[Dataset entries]
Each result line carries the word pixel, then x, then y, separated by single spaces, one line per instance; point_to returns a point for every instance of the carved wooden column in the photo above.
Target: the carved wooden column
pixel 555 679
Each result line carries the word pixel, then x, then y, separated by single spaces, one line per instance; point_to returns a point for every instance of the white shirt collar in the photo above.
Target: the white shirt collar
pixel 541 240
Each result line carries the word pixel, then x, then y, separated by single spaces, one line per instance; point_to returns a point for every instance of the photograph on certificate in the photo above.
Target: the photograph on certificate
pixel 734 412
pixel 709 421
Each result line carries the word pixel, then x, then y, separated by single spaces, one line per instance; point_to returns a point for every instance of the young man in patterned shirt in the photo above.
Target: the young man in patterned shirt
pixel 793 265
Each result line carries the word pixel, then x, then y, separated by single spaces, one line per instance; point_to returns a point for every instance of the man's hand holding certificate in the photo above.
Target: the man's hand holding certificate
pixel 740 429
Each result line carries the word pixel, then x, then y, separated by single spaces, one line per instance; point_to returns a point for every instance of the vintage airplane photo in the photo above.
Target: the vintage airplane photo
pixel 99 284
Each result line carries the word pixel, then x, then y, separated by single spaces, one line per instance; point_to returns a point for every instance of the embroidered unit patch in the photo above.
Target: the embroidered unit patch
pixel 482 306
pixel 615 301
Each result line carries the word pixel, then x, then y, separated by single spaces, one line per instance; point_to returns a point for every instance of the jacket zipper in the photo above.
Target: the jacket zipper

[YOUR ASSIGNMENT]
For each line in the entries that holds "jacket", return that line.

[SOLVED EXERCISE]
Each result line carries the word pixel, then x, then y, separated by single spaces, one line per instance; point_to returns a point for every instance of the jacket zipper in the photo above.
Target: the jacket zipper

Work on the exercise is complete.